SOURCE MATERIAL: Begin

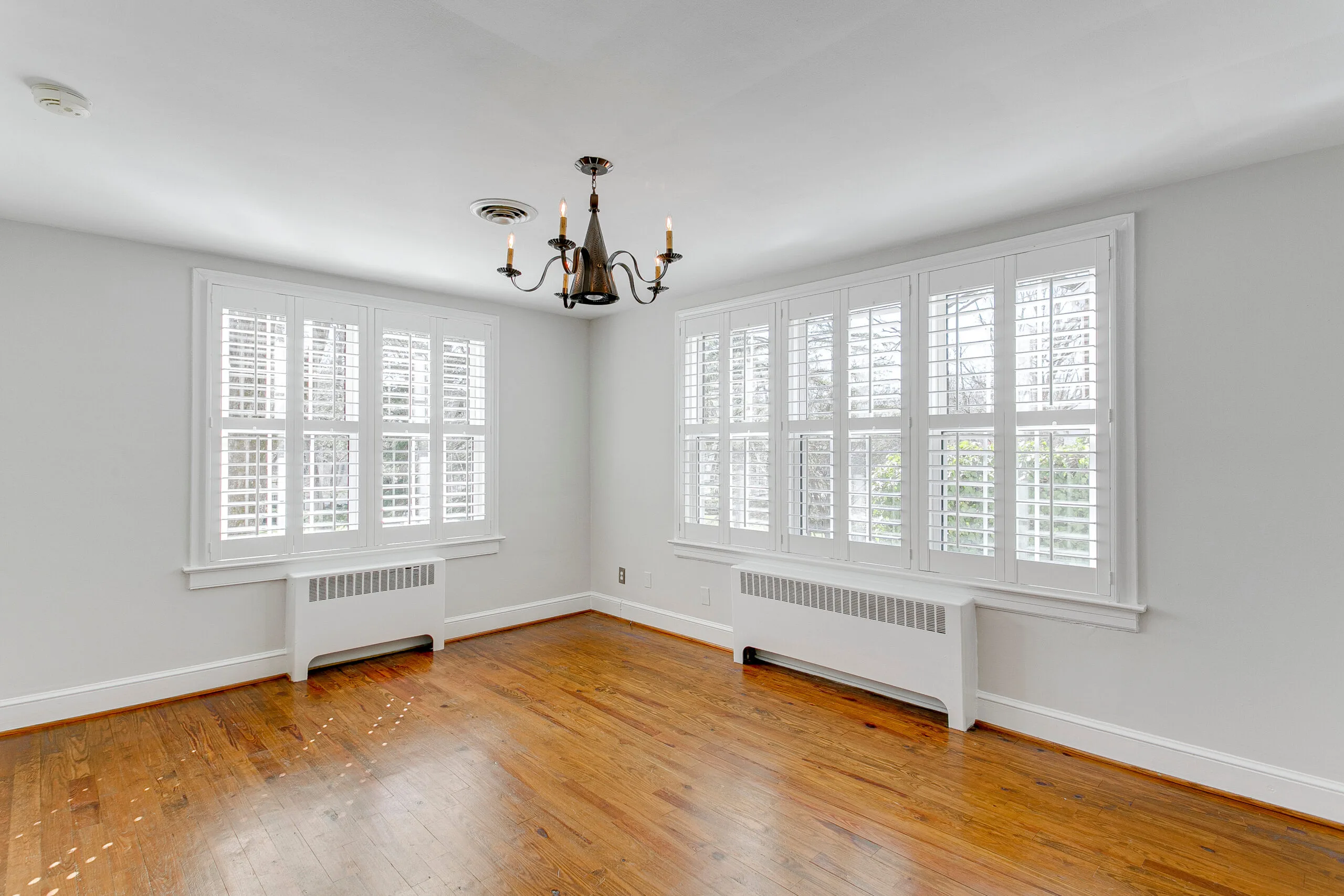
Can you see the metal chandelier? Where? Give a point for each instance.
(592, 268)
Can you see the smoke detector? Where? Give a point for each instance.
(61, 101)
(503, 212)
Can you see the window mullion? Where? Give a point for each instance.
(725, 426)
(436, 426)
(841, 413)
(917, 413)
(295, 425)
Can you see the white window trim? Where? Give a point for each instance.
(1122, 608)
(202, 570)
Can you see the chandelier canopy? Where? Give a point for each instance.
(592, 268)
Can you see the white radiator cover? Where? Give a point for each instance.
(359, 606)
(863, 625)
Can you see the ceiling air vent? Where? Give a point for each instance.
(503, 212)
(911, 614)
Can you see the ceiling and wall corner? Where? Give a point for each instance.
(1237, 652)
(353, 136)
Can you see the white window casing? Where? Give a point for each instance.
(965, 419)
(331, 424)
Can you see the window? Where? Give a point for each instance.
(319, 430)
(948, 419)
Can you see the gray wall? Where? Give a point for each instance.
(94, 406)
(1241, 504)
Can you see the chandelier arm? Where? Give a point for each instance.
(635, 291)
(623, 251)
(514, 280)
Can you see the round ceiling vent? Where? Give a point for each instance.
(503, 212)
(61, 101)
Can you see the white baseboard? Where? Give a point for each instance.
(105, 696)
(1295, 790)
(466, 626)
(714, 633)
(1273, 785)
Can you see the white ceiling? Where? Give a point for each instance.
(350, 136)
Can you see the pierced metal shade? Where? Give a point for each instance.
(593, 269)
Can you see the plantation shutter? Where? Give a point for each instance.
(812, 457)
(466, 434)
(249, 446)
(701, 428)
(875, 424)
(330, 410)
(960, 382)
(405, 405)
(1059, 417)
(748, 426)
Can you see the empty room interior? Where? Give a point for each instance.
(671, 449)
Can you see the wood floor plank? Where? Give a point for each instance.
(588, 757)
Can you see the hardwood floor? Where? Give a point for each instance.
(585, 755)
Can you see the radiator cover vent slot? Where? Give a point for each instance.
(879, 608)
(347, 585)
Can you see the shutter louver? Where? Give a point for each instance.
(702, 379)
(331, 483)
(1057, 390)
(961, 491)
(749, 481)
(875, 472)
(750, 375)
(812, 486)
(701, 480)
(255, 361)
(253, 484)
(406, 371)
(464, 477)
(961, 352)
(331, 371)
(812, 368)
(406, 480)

SOURCE MATERIAL: End

- _INSTRUCTIONS TO FOLLOW_:
Repeat the listing verbatim without its pictures.

- _THE ANSWER_:
Can you see the metal chandelier? Where? Give a point for each instance.
(592, 268)
Can you see the smoke detector? Where? Give a point for each instance.
(61, 101)
(503, 212)
Can you see the window mullion? Where? Give a point for each instance.
(725, 426)
(436, 426)
(841, 413)
(917, 413)
(295, 425)
Can you see the white window trim? Where? Give a point for each instance.
(1122, 608)
(202, 570)
Can you see the chandelier canopy? Where? Give a point for each instance.
(592, 268)
Can you see the white radiator cover? Where? Give a point for each instance.
(359, 606)
(863, 625)
Can you see the ceiling air vent? Where? Give a point for each instance.
(503, 212)
(911, 614)
Can you see the ceiling and wall corner? Where? Give a point for each instance.
(1237, 652)
(353, 136)
Can you see the white window casing? Where? Give a point for each instance.
(965, 419)
(331, 424)
Can you see the window? Where? Give a point for each instance.
(319, 430)
(948, 419)
Can you see the gray wall? Where? Give a point for each instance.
(94, 406)
(1241, 504)
Can you see the chandelier arm? Where? Give a point for each instance.
(635, 291)
(623, 251)
(514, 280)
Can you see the round ceiling vent? Where? Give a point for each instance.
(503, 212)
(61, 101)
Can you see the white baseboard? Where? Give a point for each instance.
(105, 696)
(1295, 790)
(466, 626)
(714, 633)
(1273, 785)
Can you see the white ceiling? Where? Give a point for each instance.
(350, 136)
Can you see the pierced metal shade? Where? Give a point for each instance.
(593, 269)
Can you see the plantation shutter? Where? Give a point for each instance.
(812, 457)
(466, 434)
(249, 446)
(701, 428)
(875, 424)
(330, 410)
(960, 382)
(405, 405)
(1059, 417)
(748, 426)
Can you see the empty room interior? Where? Give a point for each instance.
(671, 449)
Can you see the wood floor plank? Where? Give a point for each instance.
(588, 757)
Can you see the hardwood floor? Where? Give a point for each instance.
(585, 755)
Can you see the radiator cover vent slot? Where? Give a point for each instance.
(879, 608)
(347, 585)
Can you see the shutter louver? Where? Give a point for each instance.
(702, 379)
(331, 483)
(1057, 390)
(961, 491)
(749, 481)
(875, 472)
(750, 375)
(812, 486)
(701, 480)
(255, 361)
(253, 484)
(406, 371)
(464, 477)
(961, 352)
(331, 371)
(812, 368)
(406, 480)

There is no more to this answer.